EXERCICES À RÉALISER>
- A) Indiquez si chacune des affirmations suivantes concorde avec la critique de Serpentcoil Island, en répondant par oui ou non et en citant mot pour mot le passage qui tranche. (i) Le jeu introduit de nouvelles classes. (ii) La carte comporte des embranchements entre les donjons. (iii) Le précédent épisode était réalisé en 3D.
- B) Reprenez la critique de Serpentcoil Island juste après sa dernière phrase, s'il vous plaît.

EXTRAIT CHOISI>
--------
Ce serait acceptable si Serpentcoil Island apportait, après 13 ans, de vraies évolutions mécaniques. Or ce n’est pas le cas. Pas de nouvelles classes, pas de dynamique stratégique repensée, pas même de confort d’interface modernisé. L’inventaire, la gestion des objets, l’encombrement, le système de faim, le ramassage, l’équipement : tout est repris tel quel du cinquième opus, avec des ajustements cosmétiques à peine perceptibles.
Certes, quelques rares nouveautés existent : l’affichage du nombre d’objets dans l’inventaire et de l’argent sur soi, plus lisible, ou encore une carte plus structurée avec des embranchements entre les donjons au lieu d’un unique escalier vertical. Mais cela reste insuffisant pour masquer l’impression d’un titre figé, presque fainéant dans sa proposition.
Le système de “sauvetage” (où d’autres joueurs peuvent venir vous secourir) pourrait apporter un contrepoids, mais il est trop mal pensé, trop contraignant, trop peu utilisé. La récompense n’est pas à la hauteur de l’effort, et la communauté quasi inexistante rend cette fonctionnalité théorique.
Le level design, quant à lui, reste fidèle à la tradition Mystery Dungeon : biomes variés, pièges planqués, ennemis à comportements spécifiques, et objets mystérieux aux effets parfois dramatiques. Cela fonctionne toujours… mais on aurait espéré plus.
En l’état, Shiren the Wanderer propose exactement la même expérience qu’en 2010, pour le meilleur et surtout pour le pire. Les puristes seront ravis. Les autres auront de bonnes raisons de regarder ailleurs.
Un pas en arrière pour un monde figé
Avec The Mystery Dungeon of Serpentcoil Island, Spike Chunsoft prend un virage inattendu — et incompréhensible — en matière visuelle. Exit la 2D soignée, expressive et typée qui faisait le charme du précédent épisode. Cette fois, place à une 3D minimaliste et désuète, plus proche d’un titre PlayStation 2 que d’une production Switch de 2024.
--------
EXTRAITS DE DONNÉES>
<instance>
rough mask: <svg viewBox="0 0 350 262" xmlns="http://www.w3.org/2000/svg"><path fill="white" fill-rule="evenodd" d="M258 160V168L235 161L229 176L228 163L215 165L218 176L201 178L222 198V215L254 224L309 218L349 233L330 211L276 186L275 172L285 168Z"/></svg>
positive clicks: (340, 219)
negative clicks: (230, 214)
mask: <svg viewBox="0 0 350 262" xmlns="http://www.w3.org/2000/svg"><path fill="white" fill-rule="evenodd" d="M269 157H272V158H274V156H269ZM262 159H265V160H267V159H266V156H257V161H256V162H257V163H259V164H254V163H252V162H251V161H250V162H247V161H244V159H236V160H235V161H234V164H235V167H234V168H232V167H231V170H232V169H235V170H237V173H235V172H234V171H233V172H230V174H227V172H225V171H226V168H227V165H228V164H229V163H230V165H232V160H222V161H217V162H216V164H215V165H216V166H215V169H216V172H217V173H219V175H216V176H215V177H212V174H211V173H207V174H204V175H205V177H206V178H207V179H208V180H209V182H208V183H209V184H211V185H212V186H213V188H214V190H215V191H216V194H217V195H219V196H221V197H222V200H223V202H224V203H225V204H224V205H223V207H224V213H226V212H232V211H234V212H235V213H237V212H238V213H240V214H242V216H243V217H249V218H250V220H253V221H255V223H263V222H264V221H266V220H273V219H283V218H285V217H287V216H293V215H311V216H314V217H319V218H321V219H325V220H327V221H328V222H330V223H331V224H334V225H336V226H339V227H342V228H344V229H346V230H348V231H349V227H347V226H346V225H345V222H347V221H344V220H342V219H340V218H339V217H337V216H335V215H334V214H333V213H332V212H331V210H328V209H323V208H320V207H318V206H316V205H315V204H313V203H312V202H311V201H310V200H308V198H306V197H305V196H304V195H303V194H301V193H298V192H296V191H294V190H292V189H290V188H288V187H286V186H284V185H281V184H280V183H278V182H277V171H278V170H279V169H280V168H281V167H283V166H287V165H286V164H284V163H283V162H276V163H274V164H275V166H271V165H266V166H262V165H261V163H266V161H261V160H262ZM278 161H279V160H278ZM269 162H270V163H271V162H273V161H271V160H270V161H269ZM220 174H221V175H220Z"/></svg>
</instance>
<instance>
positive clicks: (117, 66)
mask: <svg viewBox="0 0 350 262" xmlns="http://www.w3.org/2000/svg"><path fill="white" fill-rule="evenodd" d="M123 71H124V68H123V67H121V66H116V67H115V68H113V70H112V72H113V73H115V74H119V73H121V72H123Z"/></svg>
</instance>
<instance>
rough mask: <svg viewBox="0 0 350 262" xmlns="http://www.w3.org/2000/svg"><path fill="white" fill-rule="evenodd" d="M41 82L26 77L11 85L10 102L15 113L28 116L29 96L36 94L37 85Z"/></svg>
--------
RÉSULTATS PAR EXERCICE>
- A)
(i) Non : « Pas de nouvelles classes »
(ii) Oui : « une carte plus structurée avec des embranchements entre les donjons au lieu d’un unique escalier vertical »
(iii) Non : « Exit la 2D soignée, expressive et typée qui faisait le charme du précédent épisode. »

- B)
Le rendu est propre, fonctionnel… mais froid, plat, sans éclat. Le moteur utilisé donne l’étrange impression d’un portage lointain d’un jeu pensé pour la Nintendo 3DS, avec des textures basiques, des modélisations anguleuses et une absence quasi totale de mise en valeur des environnements. Rien ne semble moderne. Rien ne capte l’œil. Et surtout, rien ne justifie cette transition technologique ratée, là où une 2D retravaillée aurait suffi à préserver l’identité forte de la licence.
Heureusement, la direction artistique rattrape un peu les dégâts. L’île de Serpentcoil, bien que terne techniquement, propose une belle variété de biomes, chacun avec ses codes, ses couleurs, ses ambiances. Forêts de bambous, plages volcaniques, temples en ruines… L’exploration conserve un certain charme grâce à un découpage thématique clair et des transitions bien pensées.
Les animations, elles, sont correctes : les personnages et les monstres disposent d’un éventail de mouvements plus riches qu’auparavant, apportant un minimum de vie à un monde autrement figé. Quelques effets de sort ou d’objet viennent dynamiser l’ensemble, mais cela reste léger, souvent daté.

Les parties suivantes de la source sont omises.